- _Task description_: Going down the listing below, print exactly each line from the one with "Teacher note: indicate the flat" up to and including the one with "Teacher note: indicate the small wall", and skip the rest.
*** Data for review Section Begins ***
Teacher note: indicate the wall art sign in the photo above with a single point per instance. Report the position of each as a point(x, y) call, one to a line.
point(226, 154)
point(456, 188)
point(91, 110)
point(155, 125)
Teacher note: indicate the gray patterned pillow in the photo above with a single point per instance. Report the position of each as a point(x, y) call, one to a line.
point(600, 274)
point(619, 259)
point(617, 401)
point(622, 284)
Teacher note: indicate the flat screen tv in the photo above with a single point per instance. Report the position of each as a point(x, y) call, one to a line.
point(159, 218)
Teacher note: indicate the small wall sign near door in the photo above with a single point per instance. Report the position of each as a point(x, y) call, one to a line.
*** Data for review Section Ends ***
*** Data for review Section Begins ***
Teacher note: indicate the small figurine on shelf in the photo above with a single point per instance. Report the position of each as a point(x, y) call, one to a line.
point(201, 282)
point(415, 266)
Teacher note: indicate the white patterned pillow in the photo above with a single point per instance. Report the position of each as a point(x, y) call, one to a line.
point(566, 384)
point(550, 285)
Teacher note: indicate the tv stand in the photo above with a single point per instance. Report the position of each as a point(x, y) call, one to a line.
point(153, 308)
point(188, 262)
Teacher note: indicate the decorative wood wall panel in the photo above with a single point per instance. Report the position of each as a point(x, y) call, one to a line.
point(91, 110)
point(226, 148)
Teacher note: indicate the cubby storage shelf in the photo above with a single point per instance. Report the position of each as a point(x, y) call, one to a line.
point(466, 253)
*** Data for review Section Ends ***
*** Data for review Section Begins ***
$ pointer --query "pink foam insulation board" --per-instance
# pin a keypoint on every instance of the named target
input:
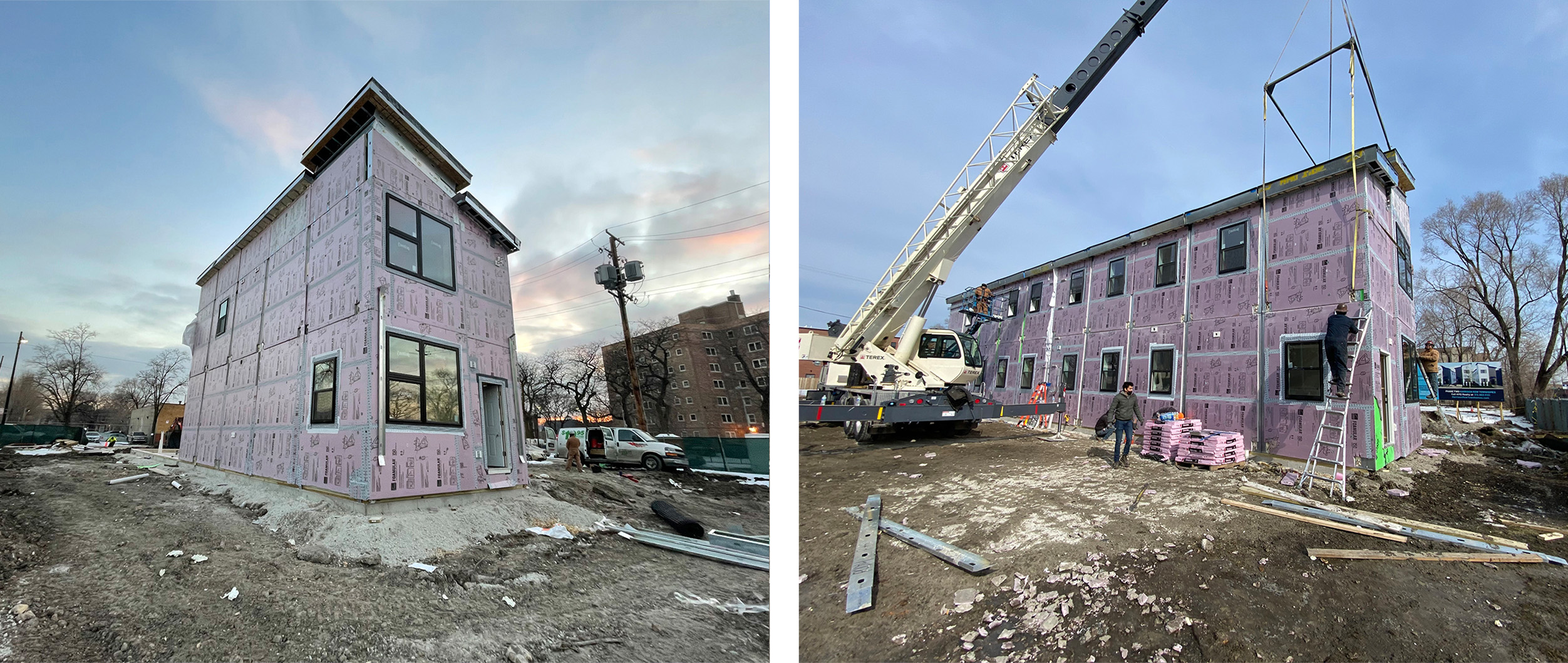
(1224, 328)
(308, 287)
*** Data for review Section Ends ***
- _Response area_:
Teacher note: indicate the flat screen tv in the photo above with a single point per instance. Report the position of each as a point(x, y) call, one to a line.
point(159, 218)
Teacher note: indicate the small wall sign near door in the photo above with a single point per instance. Report the position of each as a point(x, y) call, one to a line.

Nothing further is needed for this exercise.